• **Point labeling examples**

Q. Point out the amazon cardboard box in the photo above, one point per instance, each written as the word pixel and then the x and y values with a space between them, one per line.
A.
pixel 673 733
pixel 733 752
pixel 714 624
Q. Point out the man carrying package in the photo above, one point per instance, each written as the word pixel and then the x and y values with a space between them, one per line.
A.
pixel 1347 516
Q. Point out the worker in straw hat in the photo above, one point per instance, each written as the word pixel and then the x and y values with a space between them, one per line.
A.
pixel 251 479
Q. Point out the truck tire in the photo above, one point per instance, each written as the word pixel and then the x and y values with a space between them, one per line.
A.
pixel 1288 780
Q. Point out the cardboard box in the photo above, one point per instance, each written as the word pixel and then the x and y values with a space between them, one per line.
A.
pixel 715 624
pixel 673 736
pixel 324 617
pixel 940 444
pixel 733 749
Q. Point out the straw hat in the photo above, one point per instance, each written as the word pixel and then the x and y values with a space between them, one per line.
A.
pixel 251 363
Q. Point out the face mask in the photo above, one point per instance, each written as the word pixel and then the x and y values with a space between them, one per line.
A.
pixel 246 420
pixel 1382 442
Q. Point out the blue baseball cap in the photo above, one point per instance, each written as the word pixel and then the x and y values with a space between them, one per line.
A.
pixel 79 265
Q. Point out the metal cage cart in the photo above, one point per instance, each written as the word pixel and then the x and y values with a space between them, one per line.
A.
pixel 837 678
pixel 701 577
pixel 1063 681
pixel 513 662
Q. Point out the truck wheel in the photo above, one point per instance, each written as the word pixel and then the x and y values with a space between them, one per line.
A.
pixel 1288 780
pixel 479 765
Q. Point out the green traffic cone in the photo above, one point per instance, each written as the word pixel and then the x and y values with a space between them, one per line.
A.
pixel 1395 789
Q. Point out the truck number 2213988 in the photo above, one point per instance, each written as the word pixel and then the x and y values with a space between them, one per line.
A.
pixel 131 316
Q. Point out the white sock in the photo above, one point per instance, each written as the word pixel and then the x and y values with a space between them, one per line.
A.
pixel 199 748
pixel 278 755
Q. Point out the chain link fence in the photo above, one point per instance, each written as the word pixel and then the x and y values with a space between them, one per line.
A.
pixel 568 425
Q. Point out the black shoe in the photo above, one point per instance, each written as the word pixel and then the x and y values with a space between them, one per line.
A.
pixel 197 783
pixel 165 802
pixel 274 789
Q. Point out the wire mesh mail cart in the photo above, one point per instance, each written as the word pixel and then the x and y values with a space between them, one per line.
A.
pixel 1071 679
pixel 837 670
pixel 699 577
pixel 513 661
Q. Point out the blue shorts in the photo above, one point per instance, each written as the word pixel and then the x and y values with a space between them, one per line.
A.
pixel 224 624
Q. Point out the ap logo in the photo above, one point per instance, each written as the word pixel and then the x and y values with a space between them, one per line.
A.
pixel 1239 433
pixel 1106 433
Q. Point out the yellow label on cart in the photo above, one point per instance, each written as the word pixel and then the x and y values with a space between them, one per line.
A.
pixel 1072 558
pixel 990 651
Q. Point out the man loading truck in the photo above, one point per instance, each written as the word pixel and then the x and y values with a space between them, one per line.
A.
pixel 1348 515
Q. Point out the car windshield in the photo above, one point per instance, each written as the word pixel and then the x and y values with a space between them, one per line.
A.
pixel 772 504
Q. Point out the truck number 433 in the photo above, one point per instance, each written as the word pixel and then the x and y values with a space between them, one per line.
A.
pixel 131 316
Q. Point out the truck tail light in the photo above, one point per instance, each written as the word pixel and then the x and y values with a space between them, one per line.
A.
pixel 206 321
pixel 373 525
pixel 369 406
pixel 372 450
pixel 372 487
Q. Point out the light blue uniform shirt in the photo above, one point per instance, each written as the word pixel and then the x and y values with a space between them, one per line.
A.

• **Problem statement**
Change "one per line" to "each on its own line" everywhere in the items above, and write all of them out again with nothing else altered.

• **Output**
Q. Point out the amazon cardboard box in the photo above, one point per instance, each written as the word pixel and then the x and y values with a space between them, each on its own line.
A.
pixel 673 733
pixel 733 752
pixel 714 624
Q. Point out the man carrying package in the photo above, one point per instance, each written as the word pixel and then the x and y values with a space between them, each on its own line.
A.
pixel 1347 516
Q. Point out the worker in straw hat in the photo above, one point per instance, each written as the word pixel and then the x and y values with a space between them, each on its own line.
A.
pixel 251 479
Q. Point out the truck tire in the photo above, one point per instance, each written as the word pixel and then the x and y values with a space between them, each on its own line.
A.
pixel 1288 780
Q. Point out the cardboard box in the photo above, one point per instance, each written as the word pixel and then the x and y values with a space between them, each on its own line.
A.
pixel 715 624
pixel 673 736
pixel 324 617
pixel 940 444
pixel 733 749
Q. Point out the straw hat in the photo above, one point per instance, each written as the word pixel and then the x and y values with a space between them, each on its own line.
A.
pixel 251 363
Q. Point out the face mask in the photo above, one point per instance, each written as the word pixel and then the x and y values with a space between them, each on its own line.
A.
pixel 246 420
pixel 1382 442
Q. Point out the blue baseball cap in the photo above, one point per instance, each written as the word pixel and then the x and y values with a space between them, each on its own line.
A.
pixel 79 265
Q. Point out the metal cage cart in the photo above, one point per instance, each written as the word pixel and then the x and y values with a space between them, each on its own line.
A.
pixel 837 678
pixel 701 577
pixel 1063 681
pixel 513 662
Q. Point out the truck wheel in the photo above, one point per instance, each written as the word pixel and then the x and y values with a space between them, each on its own line.
A.
pixel 1288 780
pixel 479 765
Q. Point out the green traffic cone in the photo above, one point per instance, each written as the word pixel and then the x and y values with a space between them, each on its own line.
A.
pixel 1395 789
Q. Point out the truck number 2213988 in the photo above, one point per instance, each written as the word pixel and then the x and y values with a space between them, each on its own line.
A.
pixel 131 316
Q. Point out the white sock in the photo above, one point per instance, each written as the word pixel and then the x and y values with a space between them, each on its own line.
A.
pixel 199 748
pixel 278 755
Q. Point out the chain link fence in the photo above, one point per instance, each written as the word pixel and then the x and y values with a space between them, each on its own line.
A.
pixel 568 425
Q. Point out the black shoe in the photo above, one point per instance, each written as the word pixel and then the x and y values with a space between them, each on its own line.
A.
pixel 197 783
pixel 165 802
pixel 274 789
Q. Point out the wire mesh mail cart in the photo above, one point per instance, each written as the word pixel and then the x and y values with a space between them, each on its own line.
A.
pixel 1071 679
pixel 837 670
pixel 699 577
pixel 513 661
Q. Point out the blue shorts in the photo above, one point per instance, each written as the word pixel and then the x and y values with a space between them, each on its own line.
A.
pixel 224 624
Q. Point out the ap logo in the photo above, one point per instance, each written as the word pixel and then the x and y values with a space between them, each on its own line.
A.
pixel 1239 433
pixel 1106 433
Q. Point out the yellow label on cart in the photo above, one point per instance, each written as the word pixel and then the x and y values with a space between them, each on its own line.
A.
pixel 1072 558
pixel 990 651
Q. Point out the man loading truck in the photo above, one point per instance, each written as the word pixel and then the x and y values with a space between them, each on its own line.
A.
pixel 1348 515
Q. Point out the car windshield in the photo above, one point per instance, each written as the word pixel and then the x and y values with a space between them, each on its own line.
A.
pixel 772 504
Q. Point out the truck number 433 in the photo above, one point per instance, each written as the word pixel and then the x and y values with a space between them, each on its own line.
A.
pixel 131 316
Q. Point out the truck tail light in the photo above, one point per instance, each written as the word pixel and then the x and y values with a space between them, each on its own line.
A.
pixel 206 321
pixel 373 525
pixel 369 406
pixel 372 450
pixel 372 487
Q. Point out the light blue uniform shirt in the photo above, one point per instance, each written as the word pixel and then the x and y values with a space between them, each on its own line.
A.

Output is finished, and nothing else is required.